- [The task]: Give back, exactly as written, the lines from the beginning of the listing through the one that contains "negative clicks: (1421, 653) (1276, 926)".

- [Records for the task]:

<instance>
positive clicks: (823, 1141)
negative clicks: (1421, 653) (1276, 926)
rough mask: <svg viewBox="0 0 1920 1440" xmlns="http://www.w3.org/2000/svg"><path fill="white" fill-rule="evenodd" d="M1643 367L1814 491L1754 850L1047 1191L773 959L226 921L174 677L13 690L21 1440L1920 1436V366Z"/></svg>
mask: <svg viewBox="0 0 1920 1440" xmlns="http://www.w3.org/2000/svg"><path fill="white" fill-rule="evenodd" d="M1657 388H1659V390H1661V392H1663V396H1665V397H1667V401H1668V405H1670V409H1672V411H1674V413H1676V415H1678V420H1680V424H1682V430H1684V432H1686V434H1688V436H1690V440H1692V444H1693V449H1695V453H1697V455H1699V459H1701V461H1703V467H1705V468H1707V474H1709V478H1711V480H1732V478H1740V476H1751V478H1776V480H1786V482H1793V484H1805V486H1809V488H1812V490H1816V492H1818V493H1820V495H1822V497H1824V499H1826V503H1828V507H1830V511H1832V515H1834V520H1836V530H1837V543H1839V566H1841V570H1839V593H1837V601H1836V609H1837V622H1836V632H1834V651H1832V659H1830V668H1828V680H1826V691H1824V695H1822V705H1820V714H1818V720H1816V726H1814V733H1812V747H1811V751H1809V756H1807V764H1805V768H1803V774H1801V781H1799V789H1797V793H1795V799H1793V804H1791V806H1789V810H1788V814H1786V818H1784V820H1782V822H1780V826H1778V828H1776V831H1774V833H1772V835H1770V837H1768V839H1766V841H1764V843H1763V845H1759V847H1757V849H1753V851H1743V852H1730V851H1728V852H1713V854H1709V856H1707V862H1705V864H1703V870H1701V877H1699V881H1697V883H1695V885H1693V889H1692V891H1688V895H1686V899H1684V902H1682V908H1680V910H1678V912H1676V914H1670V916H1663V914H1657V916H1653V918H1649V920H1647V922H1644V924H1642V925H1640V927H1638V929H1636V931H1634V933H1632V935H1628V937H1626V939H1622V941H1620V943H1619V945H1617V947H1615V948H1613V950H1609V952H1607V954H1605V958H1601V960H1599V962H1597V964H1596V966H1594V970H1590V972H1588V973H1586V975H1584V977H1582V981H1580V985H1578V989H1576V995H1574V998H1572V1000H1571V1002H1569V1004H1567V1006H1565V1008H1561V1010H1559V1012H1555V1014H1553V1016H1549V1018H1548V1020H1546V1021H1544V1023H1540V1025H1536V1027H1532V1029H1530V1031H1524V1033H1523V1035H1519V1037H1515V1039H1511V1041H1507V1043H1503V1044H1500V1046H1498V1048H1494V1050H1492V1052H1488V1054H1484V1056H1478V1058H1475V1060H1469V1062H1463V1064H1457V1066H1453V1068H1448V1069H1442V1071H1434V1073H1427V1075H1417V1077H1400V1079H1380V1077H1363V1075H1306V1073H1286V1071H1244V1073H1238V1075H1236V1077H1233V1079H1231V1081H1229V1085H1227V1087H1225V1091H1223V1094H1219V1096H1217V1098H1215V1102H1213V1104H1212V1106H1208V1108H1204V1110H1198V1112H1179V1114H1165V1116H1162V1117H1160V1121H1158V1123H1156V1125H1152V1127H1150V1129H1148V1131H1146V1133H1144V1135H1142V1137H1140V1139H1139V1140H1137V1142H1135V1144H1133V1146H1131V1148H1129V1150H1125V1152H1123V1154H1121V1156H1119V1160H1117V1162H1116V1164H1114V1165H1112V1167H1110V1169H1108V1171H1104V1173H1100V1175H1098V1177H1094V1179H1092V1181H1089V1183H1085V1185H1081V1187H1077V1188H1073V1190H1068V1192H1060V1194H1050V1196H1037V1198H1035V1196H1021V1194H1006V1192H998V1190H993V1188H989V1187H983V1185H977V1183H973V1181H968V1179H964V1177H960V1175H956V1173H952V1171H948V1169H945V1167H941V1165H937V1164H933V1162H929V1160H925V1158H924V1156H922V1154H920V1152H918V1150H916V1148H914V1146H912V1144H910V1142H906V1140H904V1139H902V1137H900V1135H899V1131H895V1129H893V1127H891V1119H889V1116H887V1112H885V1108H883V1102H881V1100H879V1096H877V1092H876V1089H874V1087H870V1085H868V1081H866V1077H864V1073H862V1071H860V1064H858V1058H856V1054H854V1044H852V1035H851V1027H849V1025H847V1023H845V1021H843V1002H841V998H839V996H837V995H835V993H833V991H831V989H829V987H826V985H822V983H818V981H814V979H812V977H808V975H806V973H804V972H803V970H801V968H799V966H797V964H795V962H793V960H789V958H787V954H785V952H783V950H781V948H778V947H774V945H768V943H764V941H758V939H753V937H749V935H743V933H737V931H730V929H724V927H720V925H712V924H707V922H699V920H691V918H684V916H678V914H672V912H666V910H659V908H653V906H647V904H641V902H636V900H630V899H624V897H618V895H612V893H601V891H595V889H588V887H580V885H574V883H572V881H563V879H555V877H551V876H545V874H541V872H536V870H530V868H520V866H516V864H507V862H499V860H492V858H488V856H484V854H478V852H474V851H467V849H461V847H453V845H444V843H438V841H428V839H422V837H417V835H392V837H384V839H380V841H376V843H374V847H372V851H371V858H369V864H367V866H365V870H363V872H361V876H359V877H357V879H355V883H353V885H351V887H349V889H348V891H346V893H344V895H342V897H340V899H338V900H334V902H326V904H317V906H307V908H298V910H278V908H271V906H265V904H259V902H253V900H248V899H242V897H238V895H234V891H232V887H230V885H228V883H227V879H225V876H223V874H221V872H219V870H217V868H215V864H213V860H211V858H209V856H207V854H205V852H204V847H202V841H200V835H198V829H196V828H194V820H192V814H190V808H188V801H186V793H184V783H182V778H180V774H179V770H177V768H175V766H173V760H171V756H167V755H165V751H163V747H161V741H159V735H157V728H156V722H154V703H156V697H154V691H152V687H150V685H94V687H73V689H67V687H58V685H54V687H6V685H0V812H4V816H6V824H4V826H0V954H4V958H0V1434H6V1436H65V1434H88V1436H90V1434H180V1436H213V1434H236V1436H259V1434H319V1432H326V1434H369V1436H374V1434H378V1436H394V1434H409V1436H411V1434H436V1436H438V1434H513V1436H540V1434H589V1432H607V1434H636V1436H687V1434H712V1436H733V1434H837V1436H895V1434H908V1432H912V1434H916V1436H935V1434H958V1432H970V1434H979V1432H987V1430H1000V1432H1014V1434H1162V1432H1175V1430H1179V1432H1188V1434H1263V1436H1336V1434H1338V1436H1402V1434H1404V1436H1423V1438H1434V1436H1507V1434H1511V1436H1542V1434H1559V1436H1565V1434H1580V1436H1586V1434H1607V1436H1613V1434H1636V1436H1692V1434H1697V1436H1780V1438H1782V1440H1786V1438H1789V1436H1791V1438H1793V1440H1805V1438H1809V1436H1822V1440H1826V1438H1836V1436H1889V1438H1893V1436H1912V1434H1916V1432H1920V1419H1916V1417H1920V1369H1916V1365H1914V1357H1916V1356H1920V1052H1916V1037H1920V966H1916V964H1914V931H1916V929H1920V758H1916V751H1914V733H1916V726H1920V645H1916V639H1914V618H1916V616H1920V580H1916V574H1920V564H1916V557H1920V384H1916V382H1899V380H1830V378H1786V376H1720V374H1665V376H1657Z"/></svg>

- [Task output]:
<instance>
positive clicks: (823, 1141)
negative clicks: (1421, 653) (1276, 926)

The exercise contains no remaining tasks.